### [Aim of the task]
Every line of the listing below must be printed again exactly, apart from its pictures.

────────

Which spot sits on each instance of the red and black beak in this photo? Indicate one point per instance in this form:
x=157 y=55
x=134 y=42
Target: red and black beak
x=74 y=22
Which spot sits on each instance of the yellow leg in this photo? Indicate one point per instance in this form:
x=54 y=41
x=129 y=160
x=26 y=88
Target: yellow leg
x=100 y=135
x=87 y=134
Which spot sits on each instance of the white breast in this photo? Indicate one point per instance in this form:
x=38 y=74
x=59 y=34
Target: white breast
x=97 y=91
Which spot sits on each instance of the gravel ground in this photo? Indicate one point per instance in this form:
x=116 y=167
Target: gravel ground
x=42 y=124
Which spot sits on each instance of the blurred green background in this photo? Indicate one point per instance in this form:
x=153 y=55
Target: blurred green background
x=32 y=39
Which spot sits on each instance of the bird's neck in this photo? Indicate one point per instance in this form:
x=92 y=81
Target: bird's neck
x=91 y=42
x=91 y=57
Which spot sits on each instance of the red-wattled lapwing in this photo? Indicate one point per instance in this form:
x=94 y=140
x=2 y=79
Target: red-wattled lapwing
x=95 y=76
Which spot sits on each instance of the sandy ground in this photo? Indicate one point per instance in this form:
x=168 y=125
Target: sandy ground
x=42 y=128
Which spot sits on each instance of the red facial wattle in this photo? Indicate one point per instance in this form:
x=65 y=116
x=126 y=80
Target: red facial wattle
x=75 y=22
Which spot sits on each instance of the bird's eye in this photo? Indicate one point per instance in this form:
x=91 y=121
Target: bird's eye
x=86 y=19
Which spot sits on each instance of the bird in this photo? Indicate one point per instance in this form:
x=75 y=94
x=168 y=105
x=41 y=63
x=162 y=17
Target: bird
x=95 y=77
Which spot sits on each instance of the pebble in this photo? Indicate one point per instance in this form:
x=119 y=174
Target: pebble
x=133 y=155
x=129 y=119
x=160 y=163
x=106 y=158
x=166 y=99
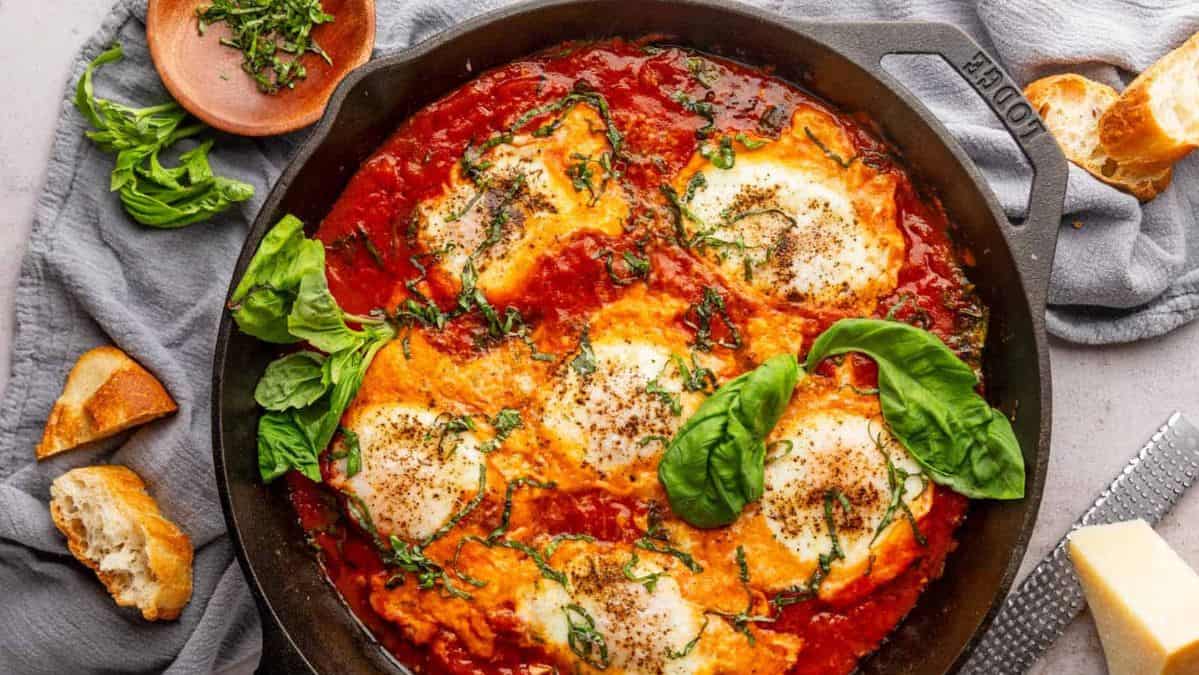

────────

### [Task output]
Which spot sits on each instance of the red and black beak in this photo? Indicate one point per instance in this form:
x=157 y=55
x=134 y=42
Target: red and black beak
x=74 y=22
Which spot sits on each instance of the yellow leg in this photo? Indicate one point per instance in this form:
x=54 y=41
x=129 y=160
x=26 y=88
Target: yellow leg
x=100 y=135
x=87 y=134
Which spot sits on each instance of the white breast in this photo? Indicate one point per instance in this form:
x=38 y=74
x=59 y=34
Target: white breast
x=97 y=91
Which spot sits on each instance of the gravel ground in this photo? Indicate one point per instance in this form:
x=116 y=167
Target: gravel ground
x=42 y=124
Which spot sits on each instance of the blurred green background in this photo? Indicate one point per instance in this form:
x=153 y=55
Target: blurred green background
x=32 y=39
Which spot sits on each instance of the bird's neck in this photo? Indicate one point per instance in this form:
x=92 y=81
Target: bird's neck
x=91 y=42
x=91 y=57
Which spot sits on each instance of the red-wattled lapwing in this photo? Indicate one point per instance in this form:
x=94 y=140
x=2 y=79
Target: red-wattled lapwing
x=95 y=76
Which spot sits on each instance of the sandy ground in this photo? Indicate one point per instance in this form:
x=168 y=125
Target: sandy ground
x=42 y=128
Which spot sits on each instance of the red facial wattle in this photo? Indicate one point per instance in this form:
x=65 y=116
x=126 y=80
Target: red facial wattle
x=75 y=22
Which spot sits on each instance of the bird's eye in this photo? Indicate one point per instance in this form:
x=91 y=121
Target: bird's eye
x=86 y=19
Which spot sits on each instance of the bird in this photo? Indicate one point per instance in this form:
x=75 y=94
x=168 y=105
x=41 y=63
x=162 y=17
Target: bird
x=95 y=77
Which spot sits on each instance of the pebble in this photo? Indicate one point per instance in this form:
x=119 y=174
Target: pebble
x=133 y=155
x=129 y=119
x=160 y=163
x=106 y=158
x=166 y=99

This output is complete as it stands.